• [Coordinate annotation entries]
+ + + +
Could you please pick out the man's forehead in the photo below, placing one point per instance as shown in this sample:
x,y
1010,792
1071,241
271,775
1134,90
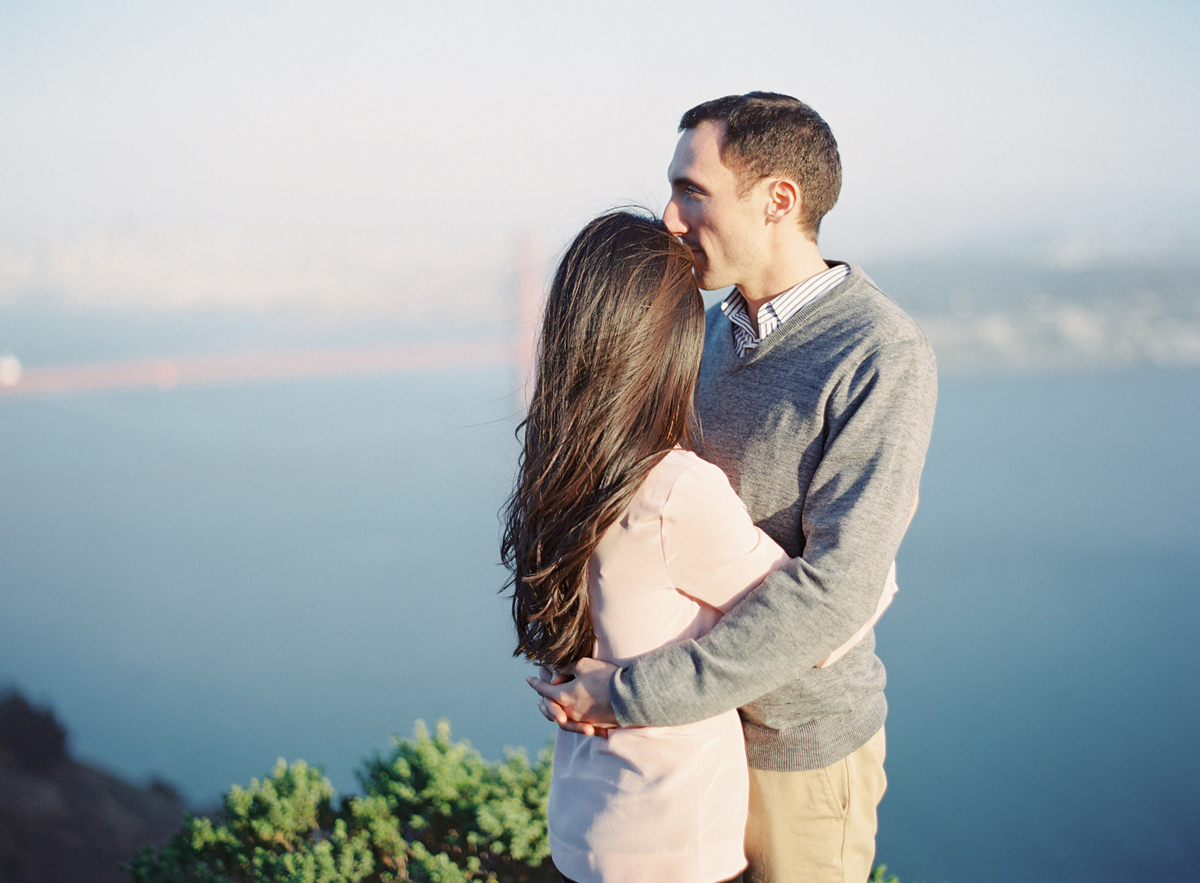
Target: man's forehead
x,y
697,150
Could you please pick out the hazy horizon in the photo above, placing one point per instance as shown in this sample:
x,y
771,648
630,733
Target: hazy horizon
x,y
276,146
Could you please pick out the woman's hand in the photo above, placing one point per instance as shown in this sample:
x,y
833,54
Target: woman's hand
x,y
579,701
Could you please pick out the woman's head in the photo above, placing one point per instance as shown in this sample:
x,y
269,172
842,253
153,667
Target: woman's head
x,y
622,335
617,367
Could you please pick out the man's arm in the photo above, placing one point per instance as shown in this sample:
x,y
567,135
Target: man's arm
x,y
855,515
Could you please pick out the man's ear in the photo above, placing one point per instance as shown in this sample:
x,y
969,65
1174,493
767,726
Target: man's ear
x,y
784,200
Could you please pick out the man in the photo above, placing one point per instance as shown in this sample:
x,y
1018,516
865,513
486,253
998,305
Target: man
x,y
816,397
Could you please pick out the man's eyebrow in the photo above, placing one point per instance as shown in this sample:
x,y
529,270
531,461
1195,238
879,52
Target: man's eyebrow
x,y
683,181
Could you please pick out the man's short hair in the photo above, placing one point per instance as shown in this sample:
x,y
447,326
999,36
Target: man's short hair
x,y
767,133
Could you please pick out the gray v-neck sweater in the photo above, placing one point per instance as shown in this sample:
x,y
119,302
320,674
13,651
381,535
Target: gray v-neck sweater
x,y
822,431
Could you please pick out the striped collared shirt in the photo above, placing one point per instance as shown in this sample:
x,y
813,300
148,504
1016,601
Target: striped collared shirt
x,y
779,308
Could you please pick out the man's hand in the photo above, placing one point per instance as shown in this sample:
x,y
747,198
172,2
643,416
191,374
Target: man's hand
x,y
580,702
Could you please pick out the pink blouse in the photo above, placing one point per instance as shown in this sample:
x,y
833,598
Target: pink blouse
x,y
661,803
665,803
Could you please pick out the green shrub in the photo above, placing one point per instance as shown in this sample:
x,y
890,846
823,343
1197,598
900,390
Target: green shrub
x,y
433,812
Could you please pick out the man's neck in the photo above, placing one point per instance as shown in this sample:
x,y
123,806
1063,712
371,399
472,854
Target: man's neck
x,y
783,271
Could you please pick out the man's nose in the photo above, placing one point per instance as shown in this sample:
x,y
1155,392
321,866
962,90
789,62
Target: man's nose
x,y
672,220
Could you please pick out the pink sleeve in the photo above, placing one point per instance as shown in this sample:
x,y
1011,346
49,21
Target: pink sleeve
x,y
712,550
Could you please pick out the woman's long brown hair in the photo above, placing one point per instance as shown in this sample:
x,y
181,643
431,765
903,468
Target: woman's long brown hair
x,y
617,367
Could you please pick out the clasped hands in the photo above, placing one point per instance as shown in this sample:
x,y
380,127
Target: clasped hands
x,y
580,700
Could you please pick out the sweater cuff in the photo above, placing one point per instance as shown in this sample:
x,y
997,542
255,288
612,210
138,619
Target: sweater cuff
x,y
630,701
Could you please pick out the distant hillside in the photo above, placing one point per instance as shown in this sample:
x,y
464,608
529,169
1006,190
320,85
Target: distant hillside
x,y
987,314
65,821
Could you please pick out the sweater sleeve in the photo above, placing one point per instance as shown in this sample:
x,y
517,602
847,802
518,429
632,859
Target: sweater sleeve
x,y
713,552
879,419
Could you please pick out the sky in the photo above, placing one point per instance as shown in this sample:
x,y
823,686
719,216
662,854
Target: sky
x,y
391,128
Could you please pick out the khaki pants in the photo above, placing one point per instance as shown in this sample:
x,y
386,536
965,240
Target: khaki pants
x,y
816,826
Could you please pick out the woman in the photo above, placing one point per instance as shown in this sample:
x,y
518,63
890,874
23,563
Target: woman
x,y
622,540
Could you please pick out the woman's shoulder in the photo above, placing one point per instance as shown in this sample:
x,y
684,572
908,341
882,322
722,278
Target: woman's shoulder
+ + + +
Nothing outside the span should appear: transcribe the lines from the one containing "Could you please pick out the sweater cuff" through the last line of the records.

Could you please pick out the sweater cuff in the photo above, placing one point per instance as shown in this sample:
x,y
997,542
255,288
612,210
138,619
Target: sweater cuff
x,y
630,701
Could you please pick out the distant hillside in the photo above, placing one point per instance as shown in this sample:
x,y
464,608
529,169
1006,190
320,85
Target: distant hillside
x,y
987,314
65,821
Could you please pick out the sweater sleeve in the photo above, placing one point per instance as shown in this sample:
x,y
517,602
847,802
518,429
632,859
Target: sweater sleeve
x,y
713,552
879,419
Could you please pick out the sky in the photo above, placing one point per instance as shown in this sample:
x,y
823,686
719,216
662,854
Target: sky
x,y
391,128
Could you please pick out the khaki pants in the photo above, placing one point per instance as shown in this sample:
x,y
386,536
965,240
Target: khaki pants
x,y
816,826
Could you please pick out the woman in the photo above, placing one point per instance as shown in this sample:
x,y
518,63
890,874
23,563
Target: woman
x,y
622,540
Could you please pick out the woman's shoulder in the photo above, placing one point per instance as shown in this sample:
x,y
684,572
908,341
882,322
722,278
Target: woman's shoulder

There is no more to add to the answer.